● Your instructions:
Take the entries below and print only the lines from the one with "pixel 574 443" through the one with "pixel 244 80", exactly as they stand, both ends included.

● Information given:
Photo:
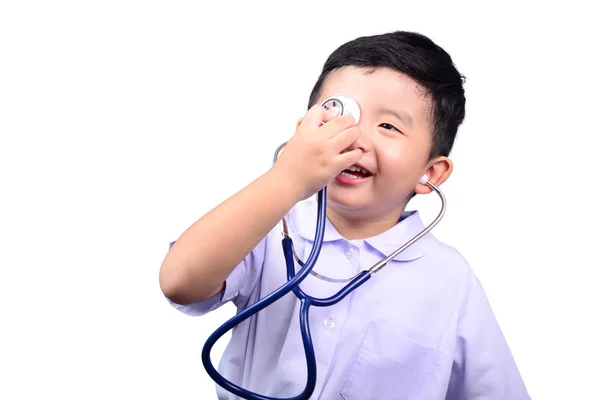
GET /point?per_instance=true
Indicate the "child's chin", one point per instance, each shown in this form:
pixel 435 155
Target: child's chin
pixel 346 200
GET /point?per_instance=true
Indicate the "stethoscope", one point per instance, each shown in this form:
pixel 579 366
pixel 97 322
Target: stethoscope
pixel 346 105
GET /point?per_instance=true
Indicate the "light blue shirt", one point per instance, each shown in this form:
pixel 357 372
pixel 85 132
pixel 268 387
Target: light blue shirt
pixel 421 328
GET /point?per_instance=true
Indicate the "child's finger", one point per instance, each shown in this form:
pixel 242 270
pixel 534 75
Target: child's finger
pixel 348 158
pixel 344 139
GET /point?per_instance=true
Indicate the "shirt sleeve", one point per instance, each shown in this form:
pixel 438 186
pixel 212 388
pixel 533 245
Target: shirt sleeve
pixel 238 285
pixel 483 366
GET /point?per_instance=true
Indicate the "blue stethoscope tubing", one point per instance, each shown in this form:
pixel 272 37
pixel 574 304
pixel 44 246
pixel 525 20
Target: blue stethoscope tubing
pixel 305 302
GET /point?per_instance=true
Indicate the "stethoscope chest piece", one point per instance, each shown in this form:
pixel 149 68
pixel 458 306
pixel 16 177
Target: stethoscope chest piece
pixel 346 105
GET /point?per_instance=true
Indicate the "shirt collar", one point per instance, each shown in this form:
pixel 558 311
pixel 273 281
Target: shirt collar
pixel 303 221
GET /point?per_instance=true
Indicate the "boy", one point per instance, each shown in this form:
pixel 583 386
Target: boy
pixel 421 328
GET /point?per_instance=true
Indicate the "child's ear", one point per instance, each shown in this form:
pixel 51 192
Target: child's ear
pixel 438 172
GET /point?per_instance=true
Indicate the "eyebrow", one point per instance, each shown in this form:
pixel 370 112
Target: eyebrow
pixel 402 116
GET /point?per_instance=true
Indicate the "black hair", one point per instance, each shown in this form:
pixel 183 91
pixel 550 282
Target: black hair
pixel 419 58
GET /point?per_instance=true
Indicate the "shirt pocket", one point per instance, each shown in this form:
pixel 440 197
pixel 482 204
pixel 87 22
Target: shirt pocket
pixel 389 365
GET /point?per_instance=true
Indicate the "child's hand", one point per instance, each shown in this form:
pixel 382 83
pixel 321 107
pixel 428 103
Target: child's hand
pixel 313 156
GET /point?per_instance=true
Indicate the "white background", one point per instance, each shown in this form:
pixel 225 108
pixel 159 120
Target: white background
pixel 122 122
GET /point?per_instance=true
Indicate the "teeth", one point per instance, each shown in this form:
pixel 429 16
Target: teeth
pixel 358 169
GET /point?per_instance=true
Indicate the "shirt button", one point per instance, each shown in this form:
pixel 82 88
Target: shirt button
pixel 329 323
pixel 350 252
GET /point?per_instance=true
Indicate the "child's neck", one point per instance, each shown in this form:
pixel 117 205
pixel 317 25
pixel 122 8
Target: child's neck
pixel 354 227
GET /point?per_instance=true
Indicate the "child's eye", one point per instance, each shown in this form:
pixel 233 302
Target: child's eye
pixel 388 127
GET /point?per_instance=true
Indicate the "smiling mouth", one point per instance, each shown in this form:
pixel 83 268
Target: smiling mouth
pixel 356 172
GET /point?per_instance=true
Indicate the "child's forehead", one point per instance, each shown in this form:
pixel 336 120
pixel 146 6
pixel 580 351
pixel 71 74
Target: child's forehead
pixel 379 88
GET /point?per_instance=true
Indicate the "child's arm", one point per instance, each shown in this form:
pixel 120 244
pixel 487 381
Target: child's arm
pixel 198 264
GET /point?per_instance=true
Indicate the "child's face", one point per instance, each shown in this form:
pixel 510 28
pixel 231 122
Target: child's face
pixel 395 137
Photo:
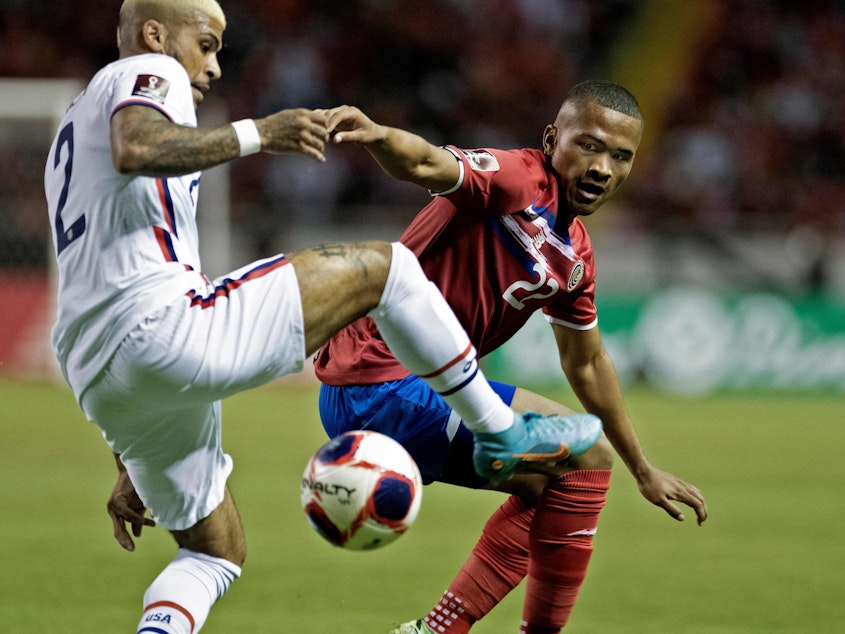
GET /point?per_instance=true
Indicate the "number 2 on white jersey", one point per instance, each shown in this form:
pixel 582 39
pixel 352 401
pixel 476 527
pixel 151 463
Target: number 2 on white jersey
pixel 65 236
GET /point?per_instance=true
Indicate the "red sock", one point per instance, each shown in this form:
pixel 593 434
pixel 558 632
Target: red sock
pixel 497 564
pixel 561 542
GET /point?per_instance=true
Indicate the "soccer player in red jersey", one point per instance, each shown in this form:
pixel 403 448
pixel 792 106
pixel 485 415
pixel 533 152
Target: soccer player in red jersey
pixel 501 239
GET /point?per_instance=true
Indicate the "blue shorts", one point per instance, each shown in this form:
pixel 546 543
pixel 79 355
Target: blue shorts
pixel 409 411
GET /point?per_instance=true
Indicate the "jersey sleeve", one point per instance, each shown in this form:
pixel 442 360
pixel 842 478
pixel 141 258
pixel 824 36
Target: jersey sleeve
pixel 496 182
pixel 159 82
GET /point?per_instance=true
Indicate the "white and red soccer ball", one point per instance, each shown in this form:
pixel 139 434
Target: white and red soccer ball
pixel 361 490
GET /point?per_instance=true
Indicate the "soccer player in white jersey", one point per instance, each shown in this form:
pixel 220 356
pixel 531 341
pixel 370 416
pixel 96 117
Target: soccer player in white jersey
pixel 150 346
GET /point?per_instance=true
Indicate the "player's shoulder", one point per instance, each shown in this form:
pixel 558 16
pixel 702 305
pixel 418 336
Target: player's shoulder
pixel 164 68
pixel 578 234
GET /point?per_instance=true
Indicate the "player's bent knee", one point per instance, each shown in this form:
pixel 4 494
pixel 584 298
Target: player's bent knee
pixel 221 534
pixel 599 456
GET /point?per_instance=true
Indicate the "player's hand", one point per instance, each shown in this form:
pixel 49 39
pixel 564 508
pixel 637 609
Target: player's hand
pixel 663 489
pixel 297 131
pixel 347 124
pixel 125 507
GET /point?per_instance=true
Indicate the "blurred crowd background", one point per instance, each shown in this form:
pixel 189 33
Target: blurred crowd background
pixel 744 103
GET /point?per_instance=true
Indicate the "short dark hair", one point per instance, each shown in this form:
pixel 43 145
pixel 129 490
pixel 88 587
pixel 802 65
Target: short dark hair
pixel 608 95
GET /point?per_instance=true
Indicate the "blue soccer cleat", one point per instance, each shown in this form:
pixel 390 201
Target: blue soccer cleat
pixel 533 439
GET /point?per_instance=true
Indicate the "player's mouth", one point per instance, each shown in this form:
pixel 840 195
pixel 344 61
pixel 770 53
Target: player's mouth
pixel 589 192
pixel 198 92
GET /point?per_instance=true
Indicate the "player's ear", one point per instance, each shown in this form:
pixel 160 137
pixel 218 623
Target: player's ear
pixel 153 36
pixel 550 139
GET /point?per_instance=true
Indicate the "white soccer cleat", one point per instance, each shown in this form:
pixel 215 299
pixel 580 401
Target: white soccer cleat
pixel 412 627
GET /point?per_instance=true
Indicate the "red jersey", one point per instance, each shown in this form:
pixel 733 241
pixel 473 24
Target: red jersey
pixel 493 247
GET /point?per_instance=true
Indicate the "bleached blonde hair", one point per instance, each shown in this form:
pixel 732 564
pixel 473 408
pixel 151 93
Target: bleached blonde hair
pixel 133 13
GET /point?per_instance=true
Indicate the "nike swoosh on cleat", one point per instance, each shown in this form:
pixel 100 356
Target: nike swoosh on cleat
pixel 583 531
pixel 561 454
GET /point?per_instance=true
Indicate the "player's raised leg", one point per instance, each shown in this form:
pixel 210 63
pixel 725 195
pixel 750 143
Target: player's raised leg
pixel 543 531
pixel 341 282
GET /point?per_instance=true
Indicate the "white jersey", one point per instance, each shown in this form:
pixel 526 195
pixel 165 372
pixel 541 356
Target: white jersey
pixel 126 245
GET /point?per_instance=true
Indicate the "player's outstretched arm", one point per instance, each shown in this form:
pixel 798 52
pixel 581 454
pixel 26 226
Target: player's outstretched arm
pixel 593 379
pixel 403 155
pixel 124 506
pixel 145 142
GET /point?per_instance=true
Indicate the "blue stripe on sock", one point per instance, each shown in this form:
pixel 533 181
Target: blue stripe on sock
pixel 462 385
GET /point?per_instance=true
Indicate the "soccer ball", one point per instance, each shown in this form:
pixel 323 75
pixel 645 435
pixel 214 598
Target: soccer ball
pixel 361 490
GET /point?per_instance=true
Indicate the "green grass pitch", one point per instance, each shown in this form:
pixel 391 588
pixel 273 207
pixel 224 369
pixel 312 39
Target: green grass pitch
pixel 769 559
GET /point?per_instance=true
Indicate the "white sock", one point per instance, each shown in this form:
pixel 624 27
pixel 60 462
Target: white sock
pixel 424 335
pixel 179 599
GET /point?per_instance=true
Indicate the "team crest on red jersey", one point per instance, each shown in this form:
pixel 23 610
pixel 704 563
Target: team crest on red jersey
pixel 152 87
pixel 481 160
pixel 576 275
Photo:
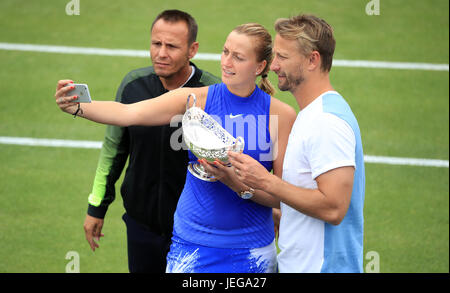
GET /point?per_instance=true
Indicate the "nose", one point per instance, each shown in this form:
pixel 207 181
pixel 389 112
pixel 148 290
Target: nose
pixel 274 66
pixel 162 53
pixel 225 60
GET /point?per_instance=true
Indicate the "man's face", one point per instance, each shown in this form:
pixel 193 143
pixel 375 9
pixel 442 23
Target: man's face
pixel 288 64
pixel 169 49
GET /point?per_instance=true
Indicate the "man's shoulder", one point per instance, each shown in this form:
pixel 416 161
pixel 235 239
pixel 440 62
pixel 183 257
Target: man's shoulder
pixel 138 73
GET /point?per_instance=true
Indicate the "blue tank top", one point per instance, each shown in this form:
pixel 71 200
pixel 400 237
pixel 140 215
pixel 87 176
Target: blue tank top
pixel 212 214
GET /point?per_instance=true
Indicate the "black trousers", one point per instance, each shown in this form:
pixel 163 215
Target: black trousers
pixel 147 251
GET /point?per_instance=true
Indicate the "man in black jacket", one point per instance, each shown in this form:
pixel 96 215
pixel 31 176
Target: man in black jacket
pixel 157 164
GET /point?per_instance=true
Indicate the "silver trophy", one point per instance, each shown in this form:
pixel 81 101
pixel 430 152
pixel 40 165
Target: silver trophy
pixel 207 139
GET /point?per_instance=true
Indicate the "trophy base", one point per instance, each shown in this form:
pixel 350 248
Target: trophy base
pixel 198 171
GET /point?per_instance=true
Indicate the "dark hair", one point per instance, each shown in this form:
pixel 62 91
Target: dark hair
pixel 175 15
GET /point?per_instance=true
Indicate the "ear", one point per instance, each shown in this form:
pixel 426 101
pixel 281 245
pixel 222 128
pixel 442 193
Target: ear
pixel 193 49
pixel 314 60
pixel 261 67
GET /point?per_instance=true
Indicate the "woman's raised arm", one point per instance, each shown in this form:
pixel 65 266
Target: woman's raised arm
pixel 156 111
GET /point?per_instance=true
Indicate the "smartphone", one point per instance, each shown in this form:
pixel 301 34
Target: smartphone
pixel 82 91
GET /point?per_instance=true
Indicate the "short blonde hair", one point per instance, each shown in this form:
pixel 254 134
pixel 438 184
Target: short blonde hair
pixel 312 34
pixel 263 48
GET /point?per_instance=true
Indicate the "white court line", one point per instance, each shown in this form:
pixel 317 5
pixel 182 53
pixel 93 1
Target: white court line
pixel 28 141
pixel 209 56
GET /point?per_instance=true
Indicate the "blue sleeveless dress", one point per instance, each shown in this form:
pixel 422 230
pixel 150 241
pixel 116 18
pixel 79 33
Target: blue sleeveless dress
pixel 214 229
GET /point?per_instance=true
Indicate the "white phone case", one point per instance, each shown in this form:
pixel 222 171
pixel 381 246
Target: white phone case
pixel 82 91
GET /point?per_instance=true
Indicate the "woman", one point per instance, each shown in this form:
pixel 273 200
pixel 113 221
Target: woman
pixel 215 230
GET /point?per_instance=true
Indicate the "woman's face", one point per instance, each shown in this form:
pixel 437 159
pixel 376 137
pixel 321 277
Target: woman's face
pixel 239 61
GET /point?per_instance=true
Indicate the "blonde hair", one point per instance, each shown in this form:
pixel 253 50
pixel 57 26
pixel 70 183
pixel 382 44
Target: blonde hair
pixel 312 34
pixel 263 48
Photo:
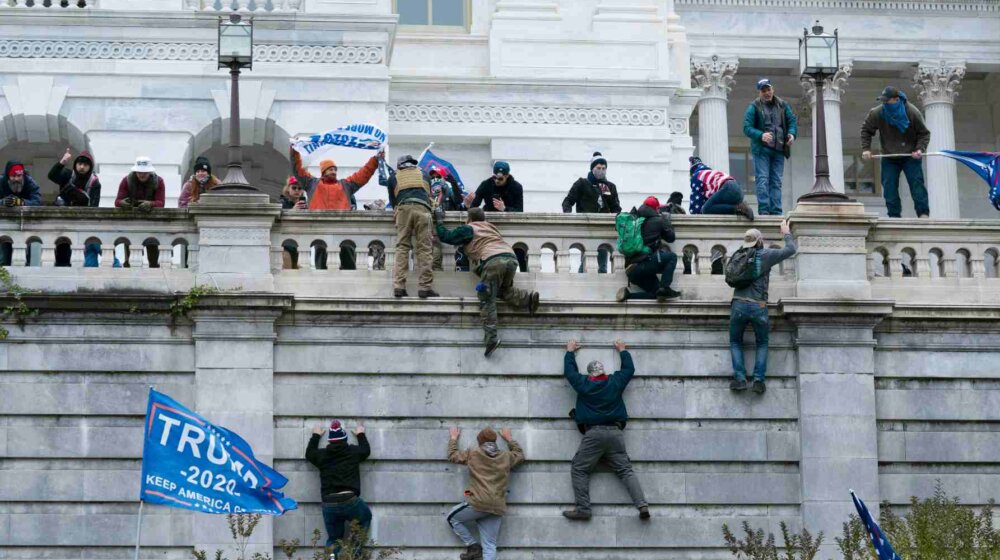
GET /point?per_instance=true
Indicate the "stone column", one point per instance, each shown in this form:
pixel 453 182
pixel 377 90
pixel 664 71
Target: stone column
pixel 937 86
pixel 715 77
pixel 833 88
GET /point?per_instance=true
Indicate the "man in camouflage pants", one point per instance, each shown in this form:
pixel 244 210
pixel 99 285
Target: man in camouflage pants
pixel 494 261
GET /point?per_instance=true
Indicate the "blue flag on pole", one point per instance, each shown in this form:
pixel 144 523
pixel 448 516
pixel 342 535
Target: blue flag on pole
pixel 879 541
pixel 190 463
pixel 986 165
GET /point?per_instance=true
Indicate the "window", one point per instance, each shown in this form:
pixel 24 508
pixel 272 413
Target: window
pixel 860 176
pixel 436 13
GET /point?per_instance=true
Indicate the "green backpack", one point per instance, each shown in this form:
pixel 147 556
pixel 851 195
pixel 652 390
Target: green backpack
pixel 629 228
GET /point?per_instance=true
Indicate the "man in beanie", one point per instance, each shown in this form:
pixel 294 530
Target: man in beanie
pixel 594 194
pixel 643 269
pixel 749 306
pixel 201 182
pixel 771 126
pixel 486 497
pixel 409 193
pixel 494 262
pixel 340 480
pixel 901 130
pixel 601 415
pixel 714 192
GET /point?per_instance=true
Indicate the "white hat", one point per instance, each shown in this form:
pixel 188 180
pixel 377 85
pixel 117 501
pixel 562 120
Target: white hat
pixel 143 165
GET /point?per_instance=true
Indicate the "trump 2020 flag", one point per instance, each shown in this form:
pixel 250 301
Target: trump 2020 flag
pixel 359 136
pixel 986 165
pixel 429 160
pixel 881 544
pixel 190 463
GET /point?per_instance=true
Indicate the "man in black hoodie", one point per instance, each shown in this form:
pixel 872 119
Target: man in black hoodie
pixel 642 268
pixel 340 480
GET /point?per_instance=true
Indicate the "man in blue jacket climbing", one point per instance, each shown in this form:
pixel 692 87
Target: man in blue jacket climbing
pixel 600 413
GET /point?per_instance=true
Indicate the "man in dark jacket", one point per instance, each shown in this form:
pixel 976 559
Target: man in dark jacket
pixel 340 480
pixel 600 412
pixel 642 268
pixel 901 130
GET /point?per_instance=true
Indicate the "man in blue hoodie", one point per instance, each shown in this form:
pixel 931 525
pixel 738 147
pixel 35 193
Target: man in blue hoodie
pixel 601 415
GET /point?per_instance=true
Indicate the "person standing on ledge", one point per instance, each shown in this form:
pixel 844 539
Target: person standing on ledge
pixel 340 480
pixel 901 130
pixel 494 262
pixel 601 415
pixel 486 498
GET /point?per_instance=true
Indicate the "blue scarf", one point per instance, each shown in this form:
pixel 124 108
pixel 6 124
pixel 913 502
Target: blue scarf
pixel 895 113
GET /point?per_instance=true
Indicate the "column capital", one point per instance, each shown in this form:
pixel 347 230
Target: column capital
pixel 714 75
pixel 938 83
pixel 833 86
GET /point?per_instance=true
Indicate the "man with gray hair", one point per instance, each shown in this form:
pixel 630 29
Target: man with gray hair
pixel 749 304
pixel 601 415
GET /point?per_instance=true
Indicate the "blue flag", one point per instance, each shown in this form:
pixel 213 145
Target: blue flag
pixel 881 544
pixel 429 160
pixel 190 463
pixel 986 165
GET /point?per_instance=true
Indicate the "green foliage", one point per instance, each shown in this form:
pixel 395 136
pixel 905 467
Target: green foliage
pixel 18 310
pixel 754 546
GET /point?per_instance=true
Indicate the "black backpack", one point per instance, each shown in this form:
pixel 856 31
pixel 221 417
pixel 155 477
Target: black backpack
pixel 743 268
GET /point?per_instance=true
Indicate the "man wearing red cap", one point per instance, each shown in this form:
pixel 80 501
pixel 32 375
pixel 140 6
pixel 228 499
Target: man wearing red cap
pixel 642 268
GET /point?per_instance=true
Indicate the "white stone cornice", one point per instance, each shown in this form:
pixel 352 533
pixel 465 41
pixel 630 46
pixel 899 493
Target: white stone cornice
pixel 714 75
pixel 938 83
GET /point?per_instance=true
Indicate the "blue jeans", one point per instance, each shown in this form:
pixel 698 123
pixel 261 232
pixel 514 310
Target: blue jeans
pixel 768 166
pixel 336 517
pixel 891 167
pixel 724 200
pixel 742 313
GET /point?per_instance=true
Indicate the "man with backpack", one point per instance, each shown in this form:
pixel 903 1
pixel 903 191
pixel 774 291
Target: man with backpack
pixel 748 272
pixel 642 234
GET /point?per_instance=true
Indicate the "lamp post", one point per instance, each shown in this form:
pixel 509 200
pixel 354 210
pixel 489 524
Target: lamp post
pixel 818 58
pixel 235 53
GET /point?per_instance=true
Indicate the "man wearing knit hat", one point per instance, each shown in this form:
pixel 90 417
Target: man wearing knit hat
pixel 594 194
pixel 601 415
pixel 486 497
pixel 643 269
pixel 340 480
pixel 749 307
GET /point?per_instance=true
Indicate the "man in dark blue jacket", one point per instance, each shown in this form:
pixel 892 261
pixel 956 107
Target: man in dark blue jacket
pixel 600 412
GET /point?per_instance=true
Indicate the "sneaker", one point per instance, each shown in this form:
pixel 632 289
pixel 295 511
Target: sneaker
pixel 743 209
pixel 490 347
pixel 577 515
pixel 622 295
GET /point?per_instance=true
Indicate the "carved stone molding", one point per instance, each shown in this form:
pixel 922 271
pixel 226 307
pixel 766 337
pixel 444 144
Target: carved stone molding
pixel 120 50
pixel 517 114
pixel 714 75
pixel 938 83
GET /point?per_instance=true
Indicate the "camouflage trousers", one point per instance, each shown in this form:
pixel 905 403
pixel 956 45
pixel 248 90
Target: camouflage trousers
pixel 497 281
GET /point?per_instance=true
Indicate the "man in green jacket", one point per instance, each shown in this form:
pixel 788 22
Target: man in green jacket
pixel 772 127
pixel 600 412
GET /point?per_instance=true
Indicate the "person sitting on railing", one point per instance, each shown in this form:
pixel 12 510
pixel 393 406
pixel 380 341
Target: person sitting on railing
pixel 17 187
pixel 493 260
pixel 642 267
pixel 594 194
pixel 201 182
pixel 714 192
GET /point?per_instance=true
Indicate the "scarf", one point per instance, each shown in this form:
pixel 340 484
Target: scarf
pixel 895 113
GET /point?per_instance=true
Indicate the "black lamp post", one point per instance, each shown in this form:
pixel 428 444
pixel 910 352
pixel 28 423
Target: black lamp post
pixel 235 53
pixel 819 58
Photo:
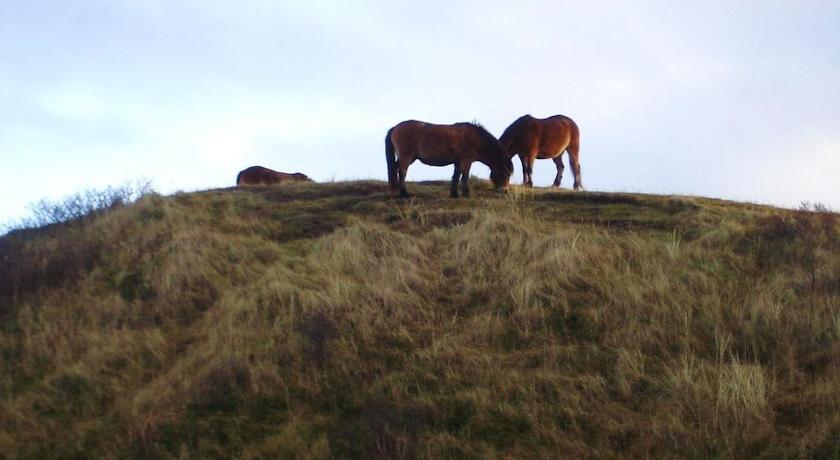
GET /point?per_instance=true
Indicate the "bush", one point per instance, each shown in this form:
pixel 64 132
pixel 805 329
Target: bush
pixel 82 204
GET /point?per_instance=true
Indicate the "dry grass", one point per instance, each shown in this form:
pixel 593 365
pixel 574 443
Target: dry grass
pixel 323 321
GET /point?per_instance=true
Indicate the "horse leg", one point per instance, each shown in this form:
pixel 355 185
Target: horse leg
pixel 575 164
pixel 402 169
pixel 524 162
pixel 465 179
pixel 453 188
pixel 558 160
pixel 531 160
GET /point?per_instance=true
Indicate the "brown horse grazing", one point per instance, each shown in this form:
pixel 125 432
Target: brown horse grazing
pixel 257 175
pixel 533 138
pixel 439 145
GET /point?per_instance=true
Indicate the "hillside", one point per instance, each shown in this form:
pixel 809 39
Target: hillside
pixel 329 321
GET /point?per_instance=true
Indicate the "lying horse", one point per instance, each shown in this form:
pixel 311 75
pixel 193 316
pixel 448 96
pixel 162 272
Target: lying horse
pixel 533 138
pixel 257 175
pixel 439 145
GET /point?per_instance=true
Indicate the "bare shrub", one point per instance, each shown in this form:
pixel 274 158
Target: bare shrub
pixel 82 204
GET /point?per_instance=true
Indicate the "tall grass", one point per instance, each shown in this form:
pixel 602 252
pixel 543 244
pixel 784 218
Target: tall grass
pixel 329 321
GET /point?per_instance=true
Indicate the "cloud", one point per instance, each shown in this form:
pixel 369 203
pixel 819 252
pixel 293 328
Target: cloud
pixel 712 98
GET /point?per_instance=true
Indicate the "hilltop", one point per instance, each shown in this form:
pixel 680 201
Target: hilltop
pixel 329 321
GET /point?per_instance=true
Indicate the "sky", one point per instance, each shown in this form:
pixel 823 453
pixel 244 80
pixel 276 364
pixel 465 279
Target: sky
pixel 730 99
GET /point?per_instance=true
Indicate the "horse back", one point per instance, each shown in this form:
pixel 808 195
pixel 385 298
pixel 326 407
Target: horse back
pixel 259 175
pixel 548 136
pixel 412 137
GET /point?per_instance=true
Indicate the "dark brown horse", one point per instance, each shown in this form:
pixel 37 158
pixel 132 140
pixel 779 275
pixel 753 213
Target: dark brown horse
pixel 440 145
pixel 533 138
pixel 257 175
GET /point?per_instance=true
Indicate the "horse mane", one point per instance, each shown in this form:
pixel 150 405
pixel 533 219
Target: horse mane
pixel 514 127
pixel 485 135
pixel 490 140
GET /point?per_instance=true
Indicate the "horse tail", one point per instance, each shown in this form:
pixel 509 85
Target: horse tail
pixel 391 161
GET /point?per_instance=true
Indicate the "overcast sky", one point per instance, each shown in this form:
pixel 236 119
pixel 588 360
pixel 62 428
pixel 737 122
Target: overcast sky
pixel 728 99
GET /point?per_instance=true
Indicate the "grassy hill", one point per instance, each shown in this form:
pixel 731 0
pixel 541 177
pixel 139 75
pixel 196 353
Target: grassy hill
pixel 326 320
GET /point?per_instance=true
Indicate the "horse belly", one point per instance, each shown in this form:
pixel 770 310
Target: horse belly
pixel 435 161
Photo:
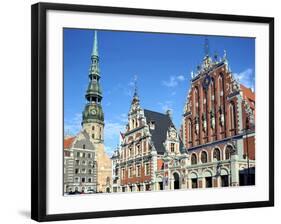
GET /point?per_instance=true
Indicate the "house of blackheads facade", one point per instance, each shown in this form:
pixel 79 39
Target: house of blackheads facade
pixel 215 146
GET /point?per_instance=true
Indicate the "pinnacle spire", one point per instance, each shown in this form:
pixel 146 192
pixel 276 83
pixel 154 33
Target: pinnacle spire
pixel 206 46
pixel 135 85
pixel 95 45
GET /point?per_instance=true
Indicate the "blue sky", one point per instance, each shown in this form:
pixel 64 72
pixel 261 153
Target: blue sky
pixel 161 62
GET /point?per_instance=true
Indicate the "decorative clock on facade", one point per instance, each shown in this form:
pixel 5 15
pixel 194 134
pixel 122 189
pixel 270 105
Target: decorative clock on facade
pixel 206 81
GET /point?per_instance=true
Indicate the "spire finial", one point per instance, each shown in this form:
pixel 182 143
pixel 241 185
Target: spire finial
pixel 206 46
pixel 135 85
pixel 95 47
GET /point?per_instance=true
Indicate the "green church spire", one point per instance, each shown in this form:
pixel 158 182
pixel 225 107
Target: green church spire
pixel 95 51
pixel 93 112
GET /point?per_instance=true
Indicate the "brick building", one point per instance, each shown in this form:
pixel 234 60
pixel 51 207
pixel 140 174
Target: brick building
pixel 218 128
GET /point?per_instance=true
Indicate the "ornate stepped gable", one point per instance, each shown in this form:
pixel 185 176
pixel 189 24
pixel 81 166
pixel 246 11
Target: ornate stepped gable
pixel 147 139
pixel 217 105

● Response for this exercise:
pixel 574 443
Target: dry grass
pixel 323 321
GET /point?per_instance=true
Indicate the "horse leg", one point per instance, each shown in this form:
pixel 355 185
Target: horse leg
pixel 575 164
pixel 402 169
pixel 524 162
pixel 465 179
pixel 453 188
pixel 558 160
pixel 531 160
GET /point?per_instance=true
Indicate the "brown horse grazing", one point per instance, each shown in this form:
pixel 125 432
Target: brown horse grazing
pixel 257 175
pixel 533 138
pixel 439 145
GET /point?per_instance=true
Indicate the "hillside", one point per instance, each shown in this form:
pixel 809 39
Target: hillside
pixel 329 321
GET /point?per_instance=true
Indicate the "lying horse", one point per instance, each shown in this form:
pixel 311 75
pixel 193 316
pixel 448 96
pixel 162 272
Target: lying horse
pixel 533 138
pixel 257 175
pixel 439 145
GET /point?per_instance=true
Indicate the "bare shrub", one point per instance, each shown in this form:
pixel 274 158
Target: bare shrub
pixel 82 204
GET /point?per_instance=true
Indicate the "tall grass", one point per instance, each shown in this form:
pixel 602 252
pixel 543 244
pixel 784 218
Target: tall grass
pixel 329 321
GET /point?per_instance=true
Indicate the "cloud", one point per instance, each shown in this form:
pixel 369 203
pixel 819 252
pixel 293 328
Target: cloud
pixel 712 98
GET /point?per_instance=true
Indicate the "hilltop", one point per instance, each shown in this form:
pixel 680 201
Target: hilltop
pixel 329 321
GET /point?per_instance=true
Indicate the "sky", one point per instance, each shown in this form:
pixel 823 453
pixel 244 80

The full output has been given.